* [STATED GOAL 1]: Retype every line of the rows from the line containing "the bowl rim" down to the line containing "left=26, top=2, right=60, bottom=36", including both of those lines.

* [PAGE]:
I’m definitely aware, because the training aspect we have here at home, we’re always put into high intensity scenarios where that’s normal. So, whenever I was comin’ through the pack -- that’s honestly normal to me, I do it everyday at home. It’s not one of those scenarios where I just blank out, I’m not just going for it. I’m definitely in full thought and definitely not freaking out, sometimes I do and that’s where I gotta tell myself to calm down. It was actually crazy -- the last moto in the 250’s, the one that I won, was actually the worst start I had all week. My buddy has a video of it and you could seriously hear my bike off the line just broooooowwwgh. I’m tellin’ you man, I was like five seconds behind everyone comin’ off the gate, but I was able to pass a lot in the first couple of turns. If they had transponders on the start, I’d probably have the record for like the worst all-time, haha! It was really great, that moto I was definitely able to get around a lot of people on the first lap and then just put my head down. I really found some good lines. I really rode good that last one, just felt good on the bike and finally got dialed. It was the gnarliest the track had been which I love when it gets gnarlier, and umm….that’s why I liked Loretta’s so much. The last moto I definitely felt good with the bike and everything.
So, your Dad not only had a big involvement in JuniorMotoX, but he put in a lot of work shaping the track at Ponca City this past year for the Motoplayground Race. You had the unique perspective of being there throughout the week leading up to the event with the rain and everything and saw how the whole weekend came together, what was your impression of the event?
It was definitely really good and it was a really good experience. It was really cool, I know my Dad wishes we would have had a little more change on the track, but everything went really well. The rain was honestly probably the best thing for Ponca, ‘cause that place needs rain or a lot of water to stay good. So, the rain was the best thing that happened for that race, it definitely kept it good the whole time. I was really bummed I couldn’t race it, but I got some weird thing with my foot -- it’s called gout. Yeah, I got gout and I’m eighteen! It’s kinda like turf toe, but the doctor said “I’ve never seen anyone with it under fifty.” It probably was from like the boots or something, just like jabbing up against it, I guess. It’s definitely crazy, ‘cause I may need a bigger size boot this year -- I was in fourteens last year, this year I might need fifteens.

* [ENTRIES PROVIDED]:

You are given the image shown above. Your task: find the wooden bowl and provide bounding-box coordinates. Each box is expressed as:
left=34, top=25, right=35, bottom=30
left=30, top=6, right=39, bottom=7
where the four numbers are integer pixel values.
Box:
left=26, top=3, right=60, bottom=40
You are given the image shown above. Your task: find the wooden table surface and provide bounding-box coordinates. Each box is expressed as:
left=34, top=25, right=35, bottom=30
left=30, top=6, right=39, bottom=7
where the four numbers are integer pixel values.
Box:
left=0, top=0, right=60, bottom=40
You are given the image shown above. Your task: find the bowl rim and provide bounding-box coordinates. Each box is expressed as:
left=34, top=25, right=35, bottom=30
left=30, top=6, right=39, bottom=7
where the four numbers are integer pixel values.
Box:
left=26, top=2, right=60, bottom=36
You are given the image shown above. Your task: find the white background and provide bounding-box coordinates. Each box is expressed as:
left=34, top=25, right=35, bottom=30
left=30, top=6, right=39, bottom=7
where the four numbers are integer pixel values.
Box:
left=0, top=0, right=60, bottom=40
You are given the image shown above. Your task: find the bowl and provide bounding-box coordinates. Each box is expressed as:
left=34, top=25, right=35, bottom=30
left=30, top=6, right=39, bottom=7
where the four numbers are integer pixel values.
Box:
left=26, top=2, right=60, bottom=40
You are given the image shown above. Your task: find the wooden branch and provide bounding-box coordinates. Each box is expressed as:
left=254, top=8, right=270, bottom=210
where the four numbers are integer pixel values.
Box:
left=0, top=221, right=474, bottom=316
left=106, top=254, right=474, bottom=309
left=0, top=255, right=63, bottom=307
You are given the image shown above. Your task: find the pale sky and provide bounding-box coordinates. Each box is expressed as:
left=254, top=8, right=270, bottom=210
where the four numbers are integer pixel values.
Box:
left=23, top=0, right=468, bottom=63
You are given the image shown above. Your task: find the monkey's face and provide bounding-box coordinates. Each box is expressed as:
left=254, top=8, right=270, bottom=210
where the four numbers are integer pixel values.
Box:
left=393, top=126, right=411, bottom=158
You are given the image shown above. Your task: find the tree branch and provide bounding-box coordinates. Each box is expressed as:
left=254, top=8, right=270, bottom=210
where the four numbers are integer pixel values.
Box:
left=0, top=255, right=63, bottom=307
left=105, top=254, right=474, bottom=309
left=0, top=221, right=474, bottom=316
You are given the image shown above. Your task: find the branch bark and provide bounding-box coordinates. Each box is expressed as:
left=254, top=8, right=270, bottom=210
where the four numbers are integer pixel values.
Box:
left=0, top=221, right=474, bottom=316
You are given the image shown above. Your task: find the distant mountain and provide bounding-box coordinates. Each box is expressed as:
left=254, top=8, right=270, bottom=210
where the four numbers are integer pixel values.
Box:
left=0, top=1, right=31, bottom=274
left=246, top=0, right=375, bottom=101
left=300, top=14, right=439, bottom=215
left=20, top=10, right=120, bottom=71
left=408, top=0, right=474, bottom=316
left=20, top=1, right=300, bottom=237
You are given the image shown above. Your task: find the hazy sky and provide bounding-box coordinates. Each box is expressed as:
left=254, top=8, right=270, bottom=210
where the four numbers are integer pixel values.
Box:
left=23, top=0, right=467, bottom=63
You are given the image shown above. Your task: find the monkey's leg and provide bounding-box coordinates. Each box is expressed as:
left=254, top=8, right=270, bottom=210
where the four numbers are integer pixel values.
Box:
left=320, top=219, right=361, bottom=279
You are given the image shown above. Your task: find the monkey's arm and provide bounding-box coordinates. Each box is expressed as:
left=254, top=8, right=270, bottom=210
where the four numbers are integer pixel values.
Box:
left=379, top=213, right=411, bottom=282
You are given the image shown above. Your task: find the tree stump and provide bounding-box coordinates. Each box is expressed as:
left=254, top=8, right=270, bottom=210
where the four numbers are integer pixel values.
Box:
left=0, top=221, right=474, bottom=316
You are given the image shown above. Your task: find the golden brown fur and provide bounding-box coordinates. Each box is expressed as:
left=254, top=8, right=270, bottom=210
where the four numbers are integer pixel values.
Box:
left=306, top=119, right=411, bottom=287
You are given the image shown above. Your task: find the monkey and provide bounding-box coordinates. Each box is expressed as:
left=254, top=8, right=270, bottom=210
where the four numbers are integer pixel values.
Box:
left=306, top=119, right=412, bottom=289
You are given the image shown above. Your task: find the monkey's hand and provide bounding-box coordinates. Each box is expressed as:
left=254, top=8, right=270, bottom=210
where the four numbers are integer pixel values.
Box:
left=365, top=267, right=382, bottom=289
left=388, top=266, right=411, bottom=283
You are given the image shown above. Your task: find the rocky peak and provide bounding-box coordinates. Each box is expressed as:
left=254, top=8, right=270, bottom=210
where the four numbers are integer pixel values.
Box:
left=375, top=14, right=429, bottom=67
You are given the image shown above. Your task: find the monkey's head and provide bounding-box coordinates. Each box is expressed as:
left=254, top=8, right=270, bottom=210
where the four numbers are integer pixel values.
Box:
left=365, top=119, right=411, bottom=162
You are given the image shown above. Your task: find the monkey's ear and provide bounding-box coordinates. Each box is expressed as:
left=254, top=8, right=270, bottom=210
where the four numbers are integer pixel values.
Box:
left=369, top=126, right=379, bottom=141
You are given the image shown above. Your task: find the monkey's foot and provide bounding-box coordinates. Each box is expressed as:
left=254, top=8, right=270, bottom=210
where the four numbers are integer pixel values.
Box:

* [STATED GOAL 2]:
Answer these questions from the motocross interview:
(a) Which moto does the speaker call the worst start of the whole week?
(b) What condition with the speaker's foot kept him from racing at Ponca?
(c) What boot size did the speaker wear last year?

* [CORRECT RESULT 1]:
You are given the image shown above. Your task: find the bowl rim and provide bounding-box coordinates. Each box is expressed as:
left=34, top=25, right=35, bottom=30
left=30, top=6, right=39, bottom=7
where the four numbers are integer pixel values.
Box:
left=26, top=2, right=60, bottom=36

* [CORRECT RESULT 2]:
(a) The last moto in the 250's, the one he won.
(b) Gout.
(c) Fourteens.